BRIEF:
Reproduce the data that follows in its entirety, character for character.

═══ DATA FOR THIS EXERCISE

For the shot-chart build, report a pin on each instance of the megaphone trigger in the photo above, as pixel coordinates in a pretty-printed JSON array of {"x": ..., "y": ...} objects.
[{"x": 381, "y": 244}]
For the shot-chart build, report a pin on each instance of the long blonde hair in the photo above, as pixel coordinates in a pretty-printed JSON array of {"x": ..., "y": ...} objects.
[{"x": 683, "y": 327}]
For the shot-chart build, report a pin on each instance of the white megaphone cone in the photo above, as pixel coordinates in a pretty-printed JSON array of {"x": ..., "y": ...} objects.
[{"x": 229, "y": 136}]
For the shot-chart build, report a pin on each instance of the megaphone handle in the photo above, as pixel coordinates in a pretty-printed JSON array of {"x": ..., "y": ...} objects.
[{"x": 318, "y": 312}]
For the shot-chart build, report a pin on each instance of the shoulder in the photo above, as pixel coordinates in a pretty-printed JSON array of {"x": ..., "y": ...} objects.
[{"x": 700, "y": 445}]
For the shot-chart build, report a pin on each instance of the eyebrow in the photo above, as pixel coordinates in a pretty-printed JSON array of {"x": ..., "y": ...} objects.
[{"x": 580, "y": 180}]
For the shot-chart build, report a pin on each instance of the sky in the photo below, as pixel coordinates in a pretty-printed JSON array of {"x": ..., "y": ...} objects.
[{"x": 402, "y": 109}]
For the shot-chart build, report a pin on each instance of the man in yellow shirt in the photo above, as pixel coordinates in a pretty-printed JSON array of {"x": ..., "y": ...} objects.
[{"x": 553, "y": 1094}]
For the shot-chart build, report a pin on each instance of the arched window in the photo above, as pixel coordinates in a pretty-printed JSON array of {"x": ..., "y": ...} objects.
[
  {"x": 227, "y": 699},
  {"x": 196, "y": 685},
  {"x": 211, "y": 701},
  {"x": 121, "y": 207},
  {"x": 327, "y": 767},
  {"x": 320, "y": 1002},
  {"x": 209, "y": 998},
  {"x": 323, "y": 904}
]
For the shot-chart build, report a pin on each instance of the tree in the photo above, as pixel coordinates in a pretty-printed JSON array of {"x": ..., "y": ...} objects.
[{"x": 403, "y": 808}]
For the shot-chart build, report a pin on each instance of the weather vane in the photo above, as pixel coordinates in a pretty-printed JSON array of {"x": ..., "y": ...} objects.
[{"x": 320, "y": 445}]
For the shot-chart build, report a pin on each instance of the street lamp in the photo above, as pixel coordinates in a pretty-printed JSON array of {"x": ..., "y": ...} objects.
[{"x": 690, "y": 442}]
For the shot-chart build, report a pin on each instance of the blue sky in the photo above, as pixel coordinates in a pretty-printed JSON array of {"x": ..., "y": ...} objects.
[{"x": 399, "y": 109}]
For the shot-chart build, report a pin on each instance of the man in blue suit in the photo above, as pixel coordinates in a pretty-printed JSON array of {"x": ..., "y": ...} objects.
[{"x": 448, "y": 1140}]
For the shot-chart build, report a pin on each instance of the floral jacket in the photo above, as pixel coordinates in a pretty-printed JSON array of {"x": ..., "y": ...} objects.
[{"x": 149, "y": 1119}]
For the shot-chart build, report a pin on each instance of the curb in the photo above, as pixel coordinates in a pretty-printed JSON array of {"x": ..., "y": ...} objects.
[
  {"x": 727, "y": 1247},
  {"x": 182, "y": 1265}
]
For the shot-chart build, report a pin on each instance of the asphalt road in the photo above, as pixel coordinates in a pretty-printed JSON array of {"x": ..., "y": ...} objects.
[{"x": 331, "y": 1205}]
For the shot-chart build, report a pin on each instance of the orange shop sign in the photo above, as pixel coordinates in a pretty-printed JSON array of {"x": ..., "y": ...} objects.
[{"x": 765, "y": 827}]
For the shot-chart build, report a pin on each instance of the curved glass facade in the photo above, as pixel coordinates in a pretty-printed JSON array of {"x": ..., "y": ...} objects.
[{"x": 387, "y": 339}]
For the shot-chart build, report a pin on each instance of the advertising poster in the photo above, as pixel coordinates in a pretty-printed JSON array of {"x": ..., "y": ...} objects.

══════

CORRECT RESULT:
For the shot-chart build, report a pin on each instance of the megaphone trigger in the photo above, as pixel coordinates in a pretty-printed JSON array of {"x": ..., "y": ...} objects.
[{"x": 381, "y": 244}]
For the shot-chart build, report a pin on each instance of the long blonde hair in the photo above, as pixel coordinates in a pretty-printed JSON array of {"x": ..., "y": ...} objects.
[{"x": 683, "y": 327}]
For the shot-chart build, report a pin on each instance of the white megaphone cone in the photo above, as pixel coordinates in a pretty-printed JSON array of {"x": ..., "y": ...} objects.
[{"x": 229, "y": 136}]
For the shot-chart build, report a pin on each instance of the megaphone handle in the photo above, as pixel coordinates in a pretty-printed JSON array of {"x": ..., "y": ...} objects.
[{"x": 318, "y": 312}]
For the shot-chart build, report a pin on each instance of the shoulder in the photo above, as pixel coordinates in a pretty-printed JSON array of {"x": ..., "y": ...} objects.
[{"x": 700, "y": 445}]
For the shot-chart build, report a pin on each instance of the eyebrow in the photo above, as pixel coordinates in a pretty-printed JSON array of {"x": ..., "y": ...} objects.
[{"x": 580, "y": 180}]
For the shot-chart build, report a pin on each instance of the sky in the photo below, as pixel coordinates in a pretty-printed JSON array of {"x": ..., "y": ...} objects.
[{"x": 402, "y": 109}]
For the shot-chart build, report a pin on each instance of the man in yellow shirt in the photo above, as pixel coordinates in a pretty-printed JSON array of {"x": ..., "y": ...} objects.
[{"x": 553, "y": 1094}]
For the shot-chart build, report a pin on each instance of the arched window in the photo above, as pixel coordinates in a pretty-printed JSON array of {"x": ..., "y": ...} objects.
[
  {"x": 227, "y": 699},
  {"x": 196, "y": 685},
  {"x": 211, "y": 701},
  {"x": 121, "y": 207},
  {"x": 327, "y": 767},
  {"x": 320, "y": 1002},
  {"x": 209, "y": 998},
  {"x": 323, "y": 904}
]
For the shot-chart build, report a pin on each instance of the tree in the photo above, as pixel coordinates in a pretty-printed JSON array of {"x": ..., "y": ...} objects.
[{"x": 403, "y": 808}]
For the shot-chart build, report a pin on each instance of the weather vane in the photo above, as pixel coordinates in a pretty-printed JSON array of {"x": ..., "y": ...} objects.
[{"x": 320, "y": 445}]
For the shot-chart build, report a pin on each instance of the street lamp in the photo above, as pixel coordinates in a pretty-printed JSON array of {"x": ..., "y": ...} objects.
[{"x": 690, "y": 442}]
For the shot-chart build, report a pin on each instance of the blue sky in the photo above, as pixel coordinates in a pretty-printed JSON array of {"x": ..., "y": ...} objects.
[{"x": 399, "y": 109}]
For the shot-chart build, report a pin on each instance of the man in blue suit in the photo above, as pixel coordinates in a pretty-printed JSON array of {"x": ..., "y": ...} objects.
[{"x": 448, "y": 1140}]
For the shot-chart build, report a pin on each instance of the floral jacket in the photo above, as pixel coordinates in a pretty-printed JSON array of {"x": ..., "y": ...} objects.
[{"x": 149, "y": 1119}]
For the shot-chart build, report a pin on each instance of the curb in the photo above, as pixel coordinates in a pretty-printed JSON array of {"x": ..., "y": ...} objects.
[
  {"x": 727, "y": 1247},
  {"x": 182, "y": 1265}
]
For the shot-chart build, report a pin on each instance of the asphalt road in the photo above, as pixel coordinates in a pretty-printed JSON array of {"x": ..., "y": ...} objects.
[{"x": 331, "y": 1205}]
For the shot-chart build, report a pin on each instance of the orange shop sign in the photo above, as pixel coordinates in a pretty-printed JSON array of {"x": ..., "y": ...} objects.
[{"x": 765, "y": 827}]
For the shot-chart build, report a pin on each instance of the curved glass facade in the photo above, as pixel coordinates in a pretty-printed JSON array of {"x": ..., "y": ...} objects.
[{"x": 387, "y": 339}]
For the shot-chart build, report a pin on each instance of the advertising poster in the photo above, as pixel coordinates in a pretty-printed JSON array of {"x": ..., "y": ...} objects.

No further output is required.